(Given problem): Reproduce verbatim the lines of the data below, beginning with the line that contains "find light blue jersey" and continuing through the last line of the data. Include both of those lines and nothing else.

(Records for the exercise):
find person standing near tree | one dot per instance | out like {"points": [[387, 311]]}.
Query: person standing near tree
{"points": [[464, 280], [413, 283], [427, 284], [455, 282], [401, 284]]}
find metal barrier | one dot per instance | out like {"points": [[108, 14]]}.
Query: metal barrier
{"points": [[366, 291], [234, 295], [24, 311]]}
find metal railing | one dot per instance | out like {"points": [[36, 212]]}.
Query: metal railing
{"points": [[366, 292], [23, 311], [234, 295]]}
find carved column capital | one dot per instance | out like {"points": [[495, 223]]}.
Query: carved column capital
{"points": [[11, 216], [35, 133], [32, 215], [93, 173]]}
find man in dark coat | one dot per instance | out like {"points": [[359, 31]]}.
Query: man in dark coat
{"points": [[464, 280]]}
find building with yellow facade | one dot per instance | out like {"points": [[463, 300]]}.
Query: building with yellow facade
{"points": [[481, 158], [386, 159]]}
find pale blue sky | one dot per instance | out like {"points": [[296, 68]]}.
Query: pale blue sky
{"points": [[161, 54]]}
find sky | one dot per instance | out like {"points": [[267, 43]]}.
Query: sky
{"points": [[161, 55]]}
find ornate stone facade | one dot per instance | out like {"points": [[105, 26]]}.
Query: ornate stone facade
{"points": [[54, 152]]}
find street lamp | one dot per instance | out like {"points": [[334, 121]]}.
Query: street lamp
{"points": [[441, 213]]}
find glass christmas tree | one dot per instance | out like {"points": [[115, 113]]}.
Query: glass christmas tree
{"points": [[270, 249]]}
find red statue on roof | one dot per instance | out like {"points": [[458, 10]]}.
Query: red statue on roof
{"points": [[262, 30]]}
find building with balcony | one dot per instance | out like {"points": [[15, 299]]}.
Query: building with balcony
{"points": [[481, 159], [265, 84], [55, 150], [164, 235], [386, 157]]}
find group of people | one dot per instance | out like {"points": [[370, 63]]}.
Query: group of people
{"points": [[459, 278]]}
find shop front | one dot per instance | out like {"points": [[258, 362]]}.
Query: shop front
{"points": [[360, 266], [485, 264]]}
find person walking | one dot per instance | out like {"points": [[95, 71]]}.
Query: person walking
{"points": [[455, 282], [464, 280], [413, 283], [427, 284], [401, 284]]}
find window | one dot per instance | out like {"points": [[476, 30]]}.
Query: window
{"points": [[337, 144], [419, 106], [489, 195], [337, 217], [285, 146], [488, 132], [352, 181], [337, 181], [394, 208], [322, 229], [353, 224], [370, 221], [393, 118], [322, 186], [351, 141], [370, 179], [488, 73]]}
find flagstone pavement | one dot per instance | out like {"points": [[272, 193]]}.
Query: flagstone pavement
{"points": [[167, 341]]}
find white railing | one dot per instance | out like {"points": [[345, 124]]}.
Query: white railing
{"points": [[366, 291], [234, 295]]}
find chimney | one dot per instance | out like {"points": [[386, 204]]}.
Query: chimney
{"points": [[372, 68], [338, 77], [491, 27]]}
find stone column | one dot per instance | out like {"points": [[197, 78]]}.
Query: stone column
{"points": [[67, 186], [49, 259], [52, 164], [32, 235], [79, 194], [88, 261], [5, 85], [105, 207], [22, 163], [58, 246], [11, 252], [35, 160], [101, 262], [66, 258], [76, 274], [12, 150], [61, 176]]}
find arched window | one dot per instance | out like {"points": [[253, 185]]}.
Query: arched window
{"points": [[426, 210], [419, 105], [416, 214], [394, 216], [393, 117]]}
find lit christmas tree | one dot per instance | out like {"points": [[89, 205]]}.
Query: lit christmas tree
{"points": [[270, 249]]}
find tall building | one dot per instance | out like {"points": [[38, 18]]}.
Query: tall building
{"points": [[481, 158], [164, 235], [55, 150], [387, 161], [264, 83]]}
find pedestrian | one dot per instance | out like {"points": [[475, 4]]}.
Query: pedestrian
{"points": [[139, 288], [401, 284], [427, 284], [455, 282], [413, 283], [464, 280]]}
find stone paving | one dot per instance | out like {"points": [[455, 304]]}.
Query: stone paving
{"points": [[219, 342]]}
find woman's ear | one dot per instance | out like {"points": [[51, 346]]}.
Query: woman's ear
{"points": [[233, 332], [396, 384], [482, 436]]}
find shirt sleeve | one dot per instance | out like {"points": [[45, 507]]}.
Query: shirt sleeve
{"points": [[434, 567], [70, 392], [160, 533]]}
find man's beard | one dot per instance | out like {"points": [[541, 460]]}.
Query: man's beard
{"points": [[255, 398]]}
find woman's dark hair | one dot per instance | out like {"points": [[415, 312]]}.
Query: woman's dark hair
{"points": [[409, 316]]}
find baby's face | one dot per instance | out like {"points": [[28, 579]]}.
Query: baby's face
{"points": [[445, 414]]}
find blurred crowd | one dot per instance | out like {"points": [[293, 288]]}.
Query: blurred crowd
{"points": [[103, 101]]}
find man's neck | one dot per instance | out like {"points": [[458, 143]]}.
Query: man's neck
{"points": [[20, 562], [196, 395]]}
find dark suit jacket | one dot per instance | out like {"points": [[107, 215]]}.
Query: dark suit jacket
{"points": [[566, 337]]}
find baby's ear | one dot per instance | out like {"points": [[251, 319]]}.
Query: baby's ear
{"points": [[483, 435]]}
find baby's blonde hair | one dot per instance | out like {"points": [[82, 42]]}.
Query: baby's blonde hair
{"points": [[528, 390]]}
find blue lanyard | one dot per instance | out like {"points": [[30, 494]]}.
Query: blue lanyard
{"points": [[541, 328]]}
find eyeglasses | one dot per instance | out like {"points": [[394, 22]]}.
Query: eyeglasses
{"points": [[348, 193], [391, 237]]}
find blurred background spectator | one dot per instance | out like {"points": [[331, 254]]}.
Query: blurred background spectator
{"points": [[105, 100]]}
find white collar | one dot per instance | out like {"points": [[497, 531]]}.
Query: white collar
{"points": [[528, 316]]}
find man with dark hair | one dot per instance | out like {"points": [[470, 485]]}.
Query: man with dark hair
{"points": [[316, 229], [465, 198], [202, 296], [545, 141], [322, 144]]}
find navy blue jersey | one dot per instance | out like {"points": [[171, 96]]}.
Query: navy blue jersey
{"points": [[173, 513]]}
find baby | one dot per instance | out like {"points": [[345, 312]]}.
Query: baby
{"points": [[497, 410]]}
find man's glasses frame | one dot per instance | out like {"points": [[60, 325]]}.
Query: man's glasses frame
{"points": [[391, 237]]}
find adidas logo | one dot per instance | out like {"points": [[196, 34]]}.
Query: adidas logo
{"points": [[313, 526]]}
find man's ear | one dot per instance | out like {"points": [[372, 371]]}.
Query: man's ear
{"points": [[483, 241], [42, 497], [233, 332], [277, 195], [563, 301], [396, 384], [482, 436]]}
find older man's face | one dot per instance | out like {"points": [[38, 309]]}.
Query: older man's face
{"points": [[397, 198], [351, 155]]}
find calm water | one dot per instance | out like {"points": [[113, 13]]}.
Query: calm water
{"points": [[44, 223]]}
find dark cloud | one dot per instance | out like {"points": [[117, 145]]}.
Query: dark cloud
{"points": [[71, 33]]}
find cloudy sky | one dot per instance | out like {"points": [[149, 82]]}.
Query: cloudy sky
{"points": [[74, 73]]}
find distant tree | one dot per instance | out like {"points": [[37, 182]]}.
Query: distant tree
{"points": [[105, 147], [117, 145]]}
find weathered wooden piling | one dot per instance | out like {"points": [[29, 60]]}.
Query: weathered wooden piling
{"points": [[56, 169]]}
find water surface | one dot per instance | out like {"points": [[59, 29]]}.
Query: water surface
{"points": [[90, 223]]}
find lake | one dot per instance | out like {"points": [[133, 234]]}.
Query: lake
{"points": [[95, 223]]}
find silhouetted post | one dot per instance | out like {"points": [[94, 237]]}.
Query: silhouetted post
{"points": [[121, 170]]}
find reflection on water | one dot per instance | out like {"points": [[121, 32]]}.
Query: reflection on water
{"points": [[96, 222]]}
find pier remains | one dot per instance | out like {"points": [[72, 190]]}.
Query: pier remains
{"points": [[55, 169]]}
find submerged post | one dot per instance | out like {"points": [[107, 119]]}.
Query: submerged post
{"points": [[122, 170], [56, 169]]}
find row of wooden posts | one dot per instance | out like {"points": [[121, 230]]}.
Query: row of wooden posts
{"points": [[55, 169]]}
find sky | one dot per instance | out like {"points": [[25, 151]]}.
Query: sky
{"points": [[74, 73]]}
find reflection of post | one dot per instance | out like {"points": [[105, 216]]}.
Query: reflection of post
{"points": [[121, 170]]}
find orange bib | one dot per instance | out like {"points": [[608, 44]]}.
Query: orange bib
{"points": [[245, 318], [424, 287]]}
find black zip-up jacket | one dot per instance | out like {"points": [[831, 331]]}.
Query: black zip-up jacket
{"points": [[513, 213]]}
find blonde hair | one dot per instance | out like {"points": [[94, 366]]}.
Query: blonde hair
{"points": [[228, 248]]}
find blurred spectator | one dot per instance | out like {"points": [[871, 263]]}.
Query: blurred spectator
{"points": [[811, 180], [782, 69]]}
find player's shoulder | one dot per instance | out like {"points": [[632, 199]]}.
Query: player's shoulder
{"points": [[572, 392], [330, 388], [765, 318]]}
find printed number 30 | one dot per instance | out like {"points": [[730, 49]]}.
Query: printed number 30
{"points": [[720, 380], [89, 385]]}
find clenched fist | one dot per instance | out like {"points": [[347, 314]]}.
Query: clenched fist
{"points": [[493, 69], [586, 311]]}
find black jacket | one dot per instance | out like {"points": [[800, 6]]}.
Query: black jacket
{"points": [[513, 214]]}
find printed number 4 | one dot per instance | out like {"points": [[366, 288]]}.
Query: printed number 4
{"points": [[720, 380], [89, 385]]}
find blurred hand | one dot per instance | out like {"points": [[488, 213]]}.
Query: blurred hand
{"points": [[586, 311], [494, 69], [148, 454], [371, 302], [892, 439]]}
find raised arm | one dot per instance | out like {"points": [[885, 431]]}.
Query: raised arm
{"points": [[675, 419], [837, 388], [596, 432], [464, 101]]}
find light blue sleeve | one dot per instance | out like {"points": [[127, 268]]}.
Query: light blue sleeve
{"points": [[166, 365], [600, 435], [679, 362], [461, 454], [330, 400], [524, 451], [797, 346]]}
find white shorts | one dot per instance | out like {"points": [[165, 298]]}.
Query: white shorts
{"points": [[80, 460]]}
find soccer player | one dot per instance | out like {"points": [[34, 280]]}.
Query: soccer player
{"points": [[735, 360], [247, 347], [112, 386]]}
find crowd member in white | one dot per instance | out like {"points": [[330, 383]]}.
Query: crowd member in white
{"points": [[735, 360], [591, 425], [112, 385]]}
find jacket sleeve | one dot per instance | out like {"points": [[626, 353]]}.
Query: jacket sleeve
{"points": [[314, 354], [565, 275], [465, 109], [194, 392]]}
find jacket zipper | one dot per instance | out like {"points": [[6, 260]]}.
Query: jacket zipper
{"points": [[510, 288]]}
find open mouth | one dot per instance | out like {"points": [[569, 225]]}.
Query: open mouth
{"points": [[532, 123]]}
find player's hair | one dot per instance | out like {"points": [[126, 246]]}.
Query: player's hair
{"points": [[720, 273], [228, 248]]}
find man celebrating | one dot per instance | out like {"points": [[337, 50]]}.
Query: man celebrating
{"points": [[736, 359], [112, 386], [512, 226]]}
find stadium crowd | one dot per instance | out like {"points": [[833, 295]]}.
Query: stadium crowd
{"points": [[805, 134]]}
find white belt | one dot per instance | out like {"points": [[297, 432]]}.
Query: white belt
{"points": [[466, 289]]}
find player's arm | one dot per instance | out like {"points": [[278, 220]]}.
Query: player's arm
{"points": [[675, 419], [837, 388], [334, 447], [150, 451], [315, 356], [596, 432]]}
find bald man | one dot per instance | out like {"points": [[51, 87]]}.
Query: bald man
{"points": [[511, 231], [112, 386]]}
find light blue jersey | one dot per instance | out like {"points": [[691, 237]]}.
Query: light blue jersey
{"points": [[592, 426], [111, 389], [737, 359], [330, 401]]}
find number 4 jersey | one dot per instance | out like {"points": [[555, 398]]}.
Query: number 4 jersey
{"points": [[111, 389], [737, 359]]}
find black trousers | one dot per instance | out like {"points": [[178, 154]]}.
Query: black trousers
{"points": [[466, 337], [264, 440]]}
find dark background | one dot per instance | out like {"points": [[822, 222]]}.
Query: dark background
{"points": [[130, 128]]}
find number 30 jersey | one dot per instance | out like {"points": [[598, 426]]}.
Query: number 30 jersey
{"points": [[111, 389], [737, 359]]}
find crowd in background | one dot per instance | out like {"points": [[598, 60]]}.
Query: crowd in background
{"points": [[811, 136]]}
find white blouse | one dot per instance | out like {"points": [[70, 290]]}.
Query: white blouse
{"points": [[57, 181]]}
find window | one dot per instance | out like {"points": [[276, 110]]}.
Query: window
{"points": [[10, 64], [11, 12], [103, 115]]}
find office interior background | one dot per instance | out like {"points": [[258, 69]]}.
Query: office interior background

(Answer below):
find light blue jersey | one dot per instance | out like {"points": [[691, 237]]}.
Query: light blue jersey
{"points": [[592, 426], [111, 389], [737, 359], [330, 401]]}
find number 4 jersey | one dot per instance | out like {"points": [[555, 398]]}.
Query: number 4 jersey
{"points": [[111, 389], [737, 359]]}
find black trousers | one dot per instance | out like {"points": [[178, 154]]}.
Query: black trousers
{"points": [[466, 337], [264, 440]]}
find dark background | one dot per instance | out like {"points": [[822, 222]]}.
Query: dark background
{"points": [[130, 128]]}
find number 30 jersey | one dot per instance | out like {"points": [[598, 426]]}.
Query: number 30 jersey
{"points": [[111, 389], [737, 359]]}
find crowd in background | one dot per instance | out like {"points": [[598, 60]]}.
Query: crowd in background
{"points": [[811, 136]]}
find white blouse | one dot per instance | out like {"points": [[70, 290]]}.
Query: white blouse
{"points": [[57, 181]]}
find window | one dot per instance | out like {"points": [[276, 110]]}.
Query: window
{"points": [[10, 64], [11, 12], [103, 115]]}
find office interior background | one dot per instance | out like {"points": [[258, 69]]}.
Query: office interior background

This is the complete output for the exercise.